__What is being asked__:
Copy the text below on Philipp Shamshev and ice-well drilling at the Mining Institute word for word, in full, without the material that follows it.

In 1957, under the leadership of Philipp Shamshev, research in drilling wells in complicated conditions began successfully in the Mining Institute. The year of the start was by no means accidental, because it was then, during the second Soviet Antarctic expedition, that the legendary Vostok scientific station was founded on the plateau of a huge glacier. The scientists were tasked to assess drinking water reserves on the continent, to carry out geophysical and glaciological investigations. Development of technology for drilling wells in the ice and creation of efficient equipment on their basis was entrusted to specialists of the Mining Institute. Subsequent achievements of the university in Antarctica - drilling the world's deepest well in the ice cover, penetration to the continent's largest subglacial Lake Vostok (more than 3700 meters deep), which for millions of years was isolated from the Earth's atmosphere, and getting water samples from its upper horizon, would have been simply impossible without the basis laid by Philip Shamshev.

In 1979, the outstanding scientist, whose research formed the basis of the modern theory of mechanical rotary and percussion drilling, passed away. But he left behind no less talented pupils - Boris Kudryashov and Nikolay Vasilyev.

__Given information__:
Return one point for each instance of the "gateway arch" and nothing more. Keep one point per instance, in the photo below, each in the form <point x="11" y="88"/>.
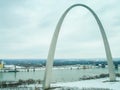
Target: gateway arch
<point x="50" y="58"/>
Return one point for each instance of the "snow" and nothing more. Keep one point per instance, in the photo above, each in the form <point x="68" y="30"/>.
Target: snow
<point x="96" y="83"/>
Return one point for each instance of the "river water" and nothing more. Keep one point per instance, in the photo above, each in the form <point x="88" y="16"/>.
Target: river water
<point x="59" y="75"/>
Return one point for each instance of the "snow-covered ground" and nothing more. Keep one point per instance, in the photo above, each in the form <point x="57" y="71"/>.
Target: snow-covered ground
<point x="96" y="83"/>
<point x="93" y="84"/>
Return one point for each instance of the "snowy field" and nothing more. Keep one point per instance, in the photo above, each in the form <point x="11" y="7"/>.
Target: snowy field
<point x="99" y="84"/>
<point x="94" y="84"/>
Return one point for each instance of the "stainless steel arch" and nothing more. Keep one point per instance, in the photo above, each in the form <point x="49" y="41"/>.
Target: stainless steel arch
<point x="49" y="65"/>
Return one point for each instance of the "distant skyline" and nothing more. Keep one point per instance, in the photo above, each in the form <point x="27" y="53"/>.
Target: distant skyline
<point x="27" y="26"/>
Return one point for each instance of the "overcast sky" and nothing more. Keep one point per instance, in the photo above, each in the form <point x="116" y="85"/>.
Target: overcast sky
<point x="27" y="26"/>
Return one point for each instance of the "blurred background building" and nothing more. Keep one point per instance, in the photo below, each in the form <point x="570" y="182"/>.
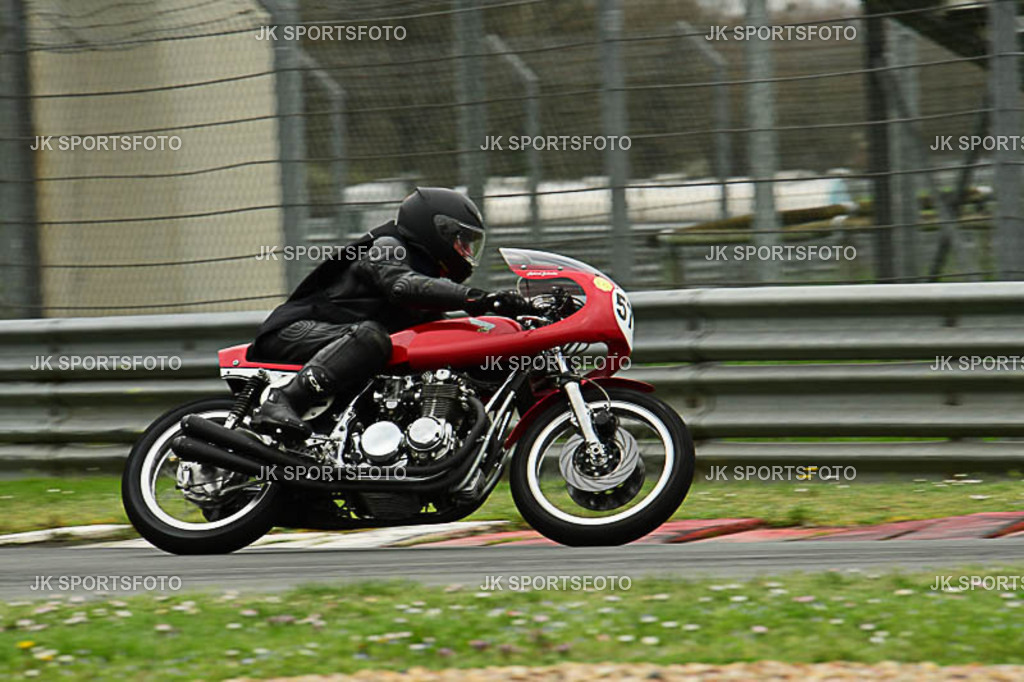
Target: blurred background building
<point x="289" y="142"/>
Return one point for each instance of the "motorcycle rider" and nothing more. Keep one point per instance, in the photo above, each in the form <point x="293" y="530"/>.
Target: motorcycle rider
<point x="337" y="323"/>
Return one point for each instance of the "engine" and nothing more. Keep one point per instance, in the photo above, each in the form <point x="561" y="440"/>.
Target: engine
<point x="414" y="420"/>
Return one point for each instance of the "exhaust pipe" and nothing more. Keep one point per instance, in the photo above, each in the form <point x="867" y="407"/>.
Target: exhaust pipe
<point x="192" y="450"/>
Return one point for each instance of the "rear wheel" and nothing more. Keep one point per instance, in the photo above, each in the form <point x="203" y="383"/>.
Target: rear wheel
<point x="569" y="499"/>
<point x="186" y="508"/>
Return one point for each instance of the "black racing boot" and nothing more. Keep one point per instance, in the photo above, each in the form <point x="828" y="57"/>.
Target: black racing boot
<point x="281" y="413"/>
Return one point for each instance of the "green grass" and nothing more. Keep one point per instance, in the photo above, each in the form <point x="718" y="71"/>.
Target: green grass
<point x="52" y="502"/>
<point x="809" y="619"/>
<point x="821" y="504"/>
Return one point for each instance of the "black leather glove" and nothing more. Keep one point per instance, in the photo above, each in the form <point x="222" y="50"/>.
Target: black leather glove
<point x="508" y="303"/>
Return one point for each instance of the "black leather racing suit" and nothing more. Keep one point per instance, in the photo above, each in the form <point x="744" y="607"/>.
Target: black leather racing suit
<point x="340" y="317"/>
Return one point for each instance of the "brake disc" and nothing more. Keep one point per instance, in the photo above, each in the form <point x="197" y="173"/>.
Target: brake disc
<point x="627" y="450"/>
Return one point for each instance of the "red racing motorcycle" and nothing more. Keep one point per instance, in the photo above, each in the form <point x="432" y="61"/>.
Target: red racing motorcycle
<point x="593" y="459"/>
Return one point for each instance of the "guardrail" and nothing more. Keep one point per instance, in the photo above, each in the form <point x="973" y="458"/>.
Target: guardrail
<point x="816" y="365"/>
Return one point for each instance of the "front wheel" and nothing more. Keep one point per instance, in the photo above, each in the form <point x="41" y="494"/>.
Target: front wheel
<point x="187" y="508"/>
<point x="569" y="498"/>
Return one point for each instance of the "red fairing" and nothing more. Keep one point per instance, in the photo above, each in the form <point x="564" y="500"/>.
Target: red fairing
<point x="471" y="341"/>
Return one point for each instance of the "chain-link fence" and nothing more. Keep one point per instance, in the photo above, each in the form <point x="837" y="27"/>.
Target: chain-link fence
<point x="152" y="151"/>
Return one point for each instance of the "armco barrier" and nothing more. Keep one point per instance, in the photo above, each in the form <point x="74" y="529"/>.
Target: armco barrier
<point x="767" y="364"/>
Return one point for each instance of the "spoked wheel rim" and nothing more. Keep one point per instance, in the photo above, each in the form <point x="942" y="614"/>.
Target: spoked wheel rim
<point x="550" y="491"/>
<point x="162" y="497"/>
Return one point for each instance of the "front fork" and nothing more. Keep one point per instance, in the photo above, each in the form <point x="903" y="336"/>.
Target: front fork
<point x="583" y="416"/>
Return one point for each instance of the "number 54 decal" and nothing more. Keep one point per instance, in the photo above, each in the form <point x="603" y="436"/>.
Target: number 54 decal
<point x="624" y="313"/>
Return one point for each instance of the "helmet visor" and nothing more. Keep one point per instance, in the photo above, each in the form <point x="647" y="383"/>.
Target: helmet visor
<point x="467" y="240"/>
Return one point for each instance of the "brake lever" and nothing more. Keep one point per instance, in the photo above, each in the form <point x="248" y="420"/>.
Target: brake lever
<point x="537" y="321"/>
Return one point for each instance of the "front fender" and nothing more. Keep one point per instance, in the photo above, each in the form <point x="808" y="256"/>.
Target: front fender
<point x="551" y="396"/>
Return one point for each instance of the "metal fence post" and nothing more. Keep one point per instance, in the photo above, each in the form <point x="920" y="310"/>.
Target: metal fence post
<point x="1005" y="86"/>
<point x="879" y="145"/>
<point x="337" y="145"/>
<point x="17" y="192"/>
<point x="472" y="114"/>
<point x="613" y="118"/>
<point x="723" y="153"/>
<point x="903" y="50"/>
<point x="532" y="128"/>
<point x="291" y="134"/>
<point x="762" y="147"/>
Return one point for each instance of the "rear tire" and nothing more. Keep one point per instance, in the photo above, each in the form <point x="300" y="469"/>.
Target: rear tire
<point x="177" y="537"/>
<point x="560" y="526"/>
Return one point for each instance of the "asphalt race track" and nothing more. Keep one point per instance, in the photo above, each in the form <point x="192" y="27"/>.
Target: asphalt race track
<point x="267" y="568"/>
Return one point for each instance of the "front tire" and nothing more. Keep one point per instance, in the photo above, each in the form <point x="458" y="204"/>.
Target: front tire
<point x="172" y="524"/>
<point x="548" y="506"/>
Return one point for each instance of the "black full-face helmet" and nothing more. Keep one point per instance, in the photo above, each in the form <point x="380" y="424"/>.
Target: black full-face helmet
<point x="448" y="225"/>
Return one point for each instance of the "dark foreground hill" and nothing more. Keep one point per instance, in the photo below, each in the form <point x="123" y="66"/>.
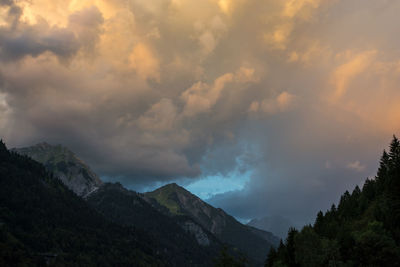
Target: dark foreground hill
<point x="185" y="246"/>
<point x="41" y="221"/>
<point x="177" y="202"/>
<point x="192" y="237"/>
<point x="363" y="230"/>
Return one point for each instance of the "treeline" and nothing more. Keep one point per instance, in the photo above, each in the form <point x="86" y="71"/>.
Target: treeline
<point x="363" y="230"/>
<point x="43" y="223"/>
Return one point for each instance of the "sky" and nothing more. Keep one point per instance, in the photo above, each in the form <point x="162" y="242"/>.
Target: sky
<point x="262" y="108"/>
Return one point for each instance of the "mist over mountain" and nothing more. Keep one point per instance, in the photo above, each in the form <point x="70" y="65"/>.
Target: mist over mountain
<point x="176" y="201"/>
<point x="191" y="231"/>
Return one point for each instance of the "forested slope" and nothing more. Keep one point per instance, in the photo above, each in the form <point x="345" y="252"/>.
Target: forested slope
<point x="363" y="230"/>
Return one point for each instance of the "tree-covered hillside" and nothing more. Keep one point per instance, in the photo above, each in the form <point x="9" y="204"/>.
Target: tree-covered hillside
<point x="41" y="221"/>
<point x="363" y="230"/>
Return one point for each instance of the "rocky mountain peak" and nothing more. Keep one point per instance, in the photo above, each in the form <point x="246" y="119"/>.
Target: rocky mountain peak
<point x="65" y="165"/>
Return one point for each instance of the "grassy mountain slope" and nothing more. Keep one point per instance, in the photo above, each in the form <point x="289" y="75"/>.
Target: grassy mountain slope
<point x="128" y="208"/>
<point x="179" y="202"/>
<point x="41" y="219"/>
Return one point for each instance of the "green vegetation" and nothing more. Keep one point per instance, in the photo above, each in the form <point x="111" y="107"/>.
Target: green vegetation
<point x="167" y="198"/>
<point x="42" y="221"/>
<point x="364" y="230"/>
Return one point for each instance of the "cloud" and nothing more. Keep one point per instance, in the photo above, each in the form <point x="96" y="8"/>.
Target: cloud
<point x="343" y="74"/>
<point x="356" y="166"/>
<point x="19" y="39"/>
<point x="149" y="92"/>
<point x="281" y="103"/>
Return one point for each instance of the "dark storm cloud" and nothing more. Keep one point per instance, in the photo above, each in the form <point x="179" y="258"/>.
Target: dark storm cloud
<point x="302" y="94"/>
<point x="19" y="39"/>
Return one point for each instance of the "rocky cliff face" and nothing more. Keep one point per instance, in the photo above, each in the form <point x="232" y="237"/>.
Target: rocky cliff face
<point x="72" y="171"/>
<point x="177" y="201"/>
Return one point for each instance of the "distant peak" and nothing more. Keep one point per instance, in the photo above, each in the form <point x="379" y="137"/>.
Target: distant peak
<point x="174" y="187"/>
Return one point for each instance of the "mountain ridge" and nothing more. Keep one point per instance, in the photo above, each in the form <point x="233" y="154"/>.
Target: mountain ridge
<point x="65" y="165"/>
<point x="178" y="201"/>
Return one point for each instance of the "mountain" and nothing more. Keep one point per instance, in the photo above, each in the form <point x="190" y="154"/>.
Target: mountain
<point x="175" y="201"/>
<point x="194" y="234"/>
<point x="42" y="222"/>
<point x="363" y="230"/>
<point x="183" y="241"/>
<point x="63" y="163"/>
<point x="277" y="225"/>
<point x="186" y="242"/>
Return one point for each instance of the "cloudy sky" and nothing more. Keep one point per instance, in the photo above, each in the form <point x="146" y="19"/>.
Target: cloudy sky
<point x="270" y="107"/>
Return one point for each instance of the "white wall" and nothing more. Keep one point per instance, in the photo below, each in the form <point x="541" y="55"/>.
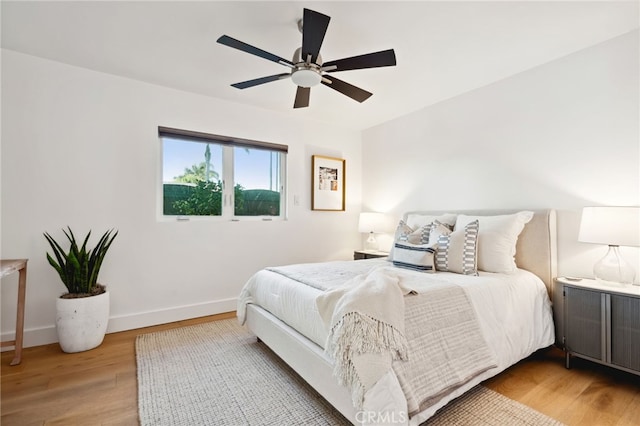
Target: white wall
<point x="563" y="135"/>
<point x="80" y="148"/>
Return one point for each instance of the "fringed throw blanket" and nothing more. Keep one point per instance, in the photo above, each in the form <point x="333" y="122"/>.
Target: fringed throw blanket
<point x="431" y="338"/>
<point x="446" y="346"/>
<point x="365" y="319"/>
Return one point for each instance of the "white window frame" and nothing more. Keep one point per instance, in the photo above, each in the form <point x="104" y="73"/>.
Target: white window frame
<point x="228" y="194"/>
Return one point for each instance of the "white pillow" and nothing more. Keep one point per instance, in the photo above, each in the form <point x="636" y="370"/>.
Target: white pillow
<point x="497" y="239"/>
<point x="415" y="220"/>
<point x="437" y="229"/>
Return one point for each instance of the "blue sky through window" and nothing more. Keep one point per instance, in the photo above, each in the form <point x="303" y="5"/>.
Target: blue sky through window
<point x="252" y="167"/>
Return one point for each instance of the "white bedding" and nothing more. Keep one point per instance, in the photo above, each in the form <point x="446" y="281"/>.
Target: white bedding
<point x="513" y="310"/>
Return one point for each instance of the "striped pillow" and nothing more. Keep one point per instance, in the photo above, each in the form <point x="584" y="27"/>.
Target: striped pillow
<point x="419" y="257"/>
<point x="407" y="234"/>
<point x="457" y="252"/>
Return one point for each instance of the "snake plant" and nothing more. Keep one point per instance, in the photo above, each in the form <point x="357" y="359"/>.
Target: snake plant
<point x="79" y="267"/>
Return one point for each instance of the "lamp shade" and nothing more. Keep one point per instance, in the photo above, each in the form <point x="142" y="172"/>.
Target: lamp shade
<point x="615" y="226"/>
<point x="373" y="222"/>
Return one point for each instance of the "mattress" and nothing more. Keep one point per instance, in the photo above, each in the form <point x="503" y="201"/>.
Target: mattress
<point x="513" y="311"/>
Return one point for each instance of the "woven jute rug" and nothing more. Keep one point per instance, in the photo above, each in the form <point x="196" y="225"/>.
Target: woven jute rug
<point x="219" y="374"/>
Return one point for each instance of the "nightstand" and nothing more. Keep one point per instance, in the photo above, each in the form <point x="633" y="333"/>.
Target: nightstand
<point x="599" y="322"/>
<point x="368" y="254"/>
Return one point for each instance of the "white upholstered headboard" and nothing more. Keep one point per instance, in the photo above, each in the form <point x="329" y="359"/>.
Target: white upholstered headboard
<point x="536" y="250"/>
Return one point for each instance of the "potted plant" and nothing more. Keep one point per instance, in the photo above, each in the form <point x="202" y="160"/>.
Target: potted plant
<point x="82" y="313"/>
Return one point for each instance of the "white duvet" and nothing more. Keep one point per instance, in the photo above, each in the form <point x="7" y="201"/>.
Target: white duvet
<point x="514" y="312"/>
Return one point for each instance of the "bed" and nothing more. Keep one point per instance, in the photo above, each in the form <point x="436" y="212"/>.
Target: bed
<point x="512" y="312"/>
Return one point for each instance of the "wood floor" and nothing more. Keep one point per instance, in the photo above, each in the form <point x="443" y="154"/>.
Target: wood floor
<point x="98" y="387"/>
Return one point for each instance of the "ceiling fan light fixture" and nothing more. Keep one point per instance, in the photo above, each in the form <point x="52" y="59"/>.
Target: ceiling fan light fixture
<point x="306" y="77"/>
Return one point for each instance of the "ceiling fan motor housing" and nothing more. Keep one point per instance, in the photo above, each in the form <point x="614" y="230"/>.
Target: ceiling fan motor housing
<point x="305" y="74"/>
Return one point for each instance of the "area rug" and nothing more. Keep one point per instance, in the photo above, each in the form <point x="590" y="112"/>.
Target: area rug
<point x="217" y="373"/>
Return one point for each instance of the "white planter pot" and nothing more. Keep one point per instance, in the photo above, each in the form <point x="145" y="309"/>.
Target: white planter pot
<point x="81" y="323"/>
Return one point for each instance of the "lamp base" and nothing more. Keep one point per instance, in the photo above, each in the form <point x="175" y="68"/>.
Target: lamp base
<point x="613" y="269"/>
<point x="371" y="244"/>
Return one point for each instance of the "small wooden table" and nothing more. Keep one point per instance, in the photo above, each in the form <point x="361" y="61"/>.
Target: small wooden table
<point x="8" y="267"/>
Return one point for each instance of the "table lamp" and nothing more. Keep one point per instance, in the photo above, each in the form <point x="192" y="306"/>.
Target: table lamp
<point x="614" y="226"/>
<point x="373" y="223"/>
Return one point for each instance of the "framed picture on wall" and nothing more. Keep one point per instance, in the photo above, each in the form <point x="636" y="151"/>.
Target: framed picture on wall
<point x="327" y="180"/>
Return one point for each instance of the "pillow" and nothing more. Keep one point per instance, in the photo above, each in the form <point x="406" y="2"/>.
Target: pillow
<point x="497" y="239"/>
<point x="407" y="234"/>
<point x="457" y="251"/>
<point x="437" y="229"/>
<point x="415" y="220"/>
<point x="419" y="257"/>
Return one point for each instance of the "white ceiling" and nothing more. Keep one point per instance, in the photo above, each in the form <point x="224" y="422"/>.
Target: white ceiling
<point x="443" y="48"/>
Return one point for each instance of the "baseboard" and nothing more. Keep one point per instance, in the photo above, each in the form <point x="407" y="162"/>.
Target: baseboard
<point x="46" y="335"/>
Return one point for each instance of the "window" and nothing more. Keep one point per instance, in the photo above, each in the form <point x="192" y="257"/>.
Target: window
<point x="210" y="175"/>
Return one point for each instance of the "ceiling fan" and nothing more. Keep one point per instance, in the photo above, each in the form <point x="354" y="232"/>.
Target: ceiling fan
<point x="307" y="68"/>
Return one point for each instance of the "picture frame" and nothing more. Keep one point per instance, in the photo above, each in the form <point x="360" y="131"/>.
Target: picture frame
<point x="327" y="183"/>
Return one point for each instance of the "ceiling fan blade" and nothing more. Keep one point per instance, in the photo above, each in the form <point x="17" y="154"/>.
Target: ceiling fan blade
<point x="384" y="58"/>
<point x="302" y="97"/>
<point x="261" y="80"/>
<point x="350" y="90"/>
<point x="237" y="44"/>
<point x="314" y="27"/>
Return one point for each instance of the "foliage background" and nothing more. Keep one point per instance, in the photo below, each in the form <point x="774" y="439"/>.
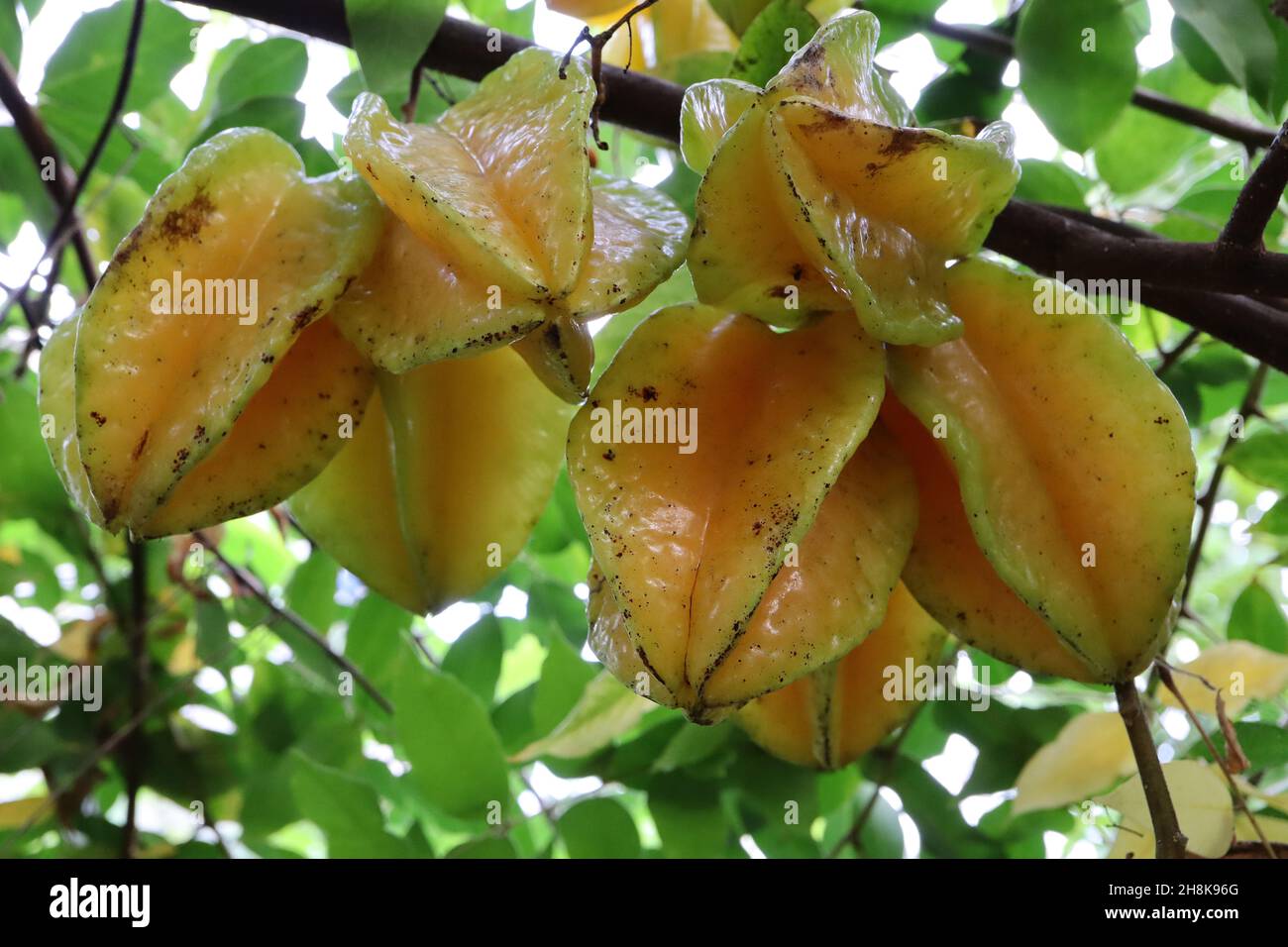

__Solution to this exercise__:
In 1957, under the leadership of Philipp Shamshev, research in drilling wells in complicated conditions began successfully in the Mining Institute. The year of the start was by no means accidental, because it was then, during the second Soviet Antarctic expedition, that the legendary Vostok scientific station was founded on the plateau of a huge glacier. The scientists were tasked to assess drinking water reserves on the continent, to carry out geophysical and glaciological investigations. Development of technology for drilling wells in the ice and creation of efficient equipment on their basis was entrusted to specialists of the Mining Institute. Subsequent achievements of the university in Antarctica - drilling the world's deepest well in the ice cover, penetration to the continent's largest subglacial Lake Vostok (more than 3700 meters deep), which for millions of years was isolated from the Earth's atmosphere, and getting water samples from its upper horizon, would have been simply impossible without the basis laid by Philip Shamshev.

In 1979, the outstanding scientist, whose research formed the basis of the modern theory of mechanical rotary and percussion drilling, passed away. But he left behind no less talented pupils - Boris Kudryashov and Nikolay Vasilyev.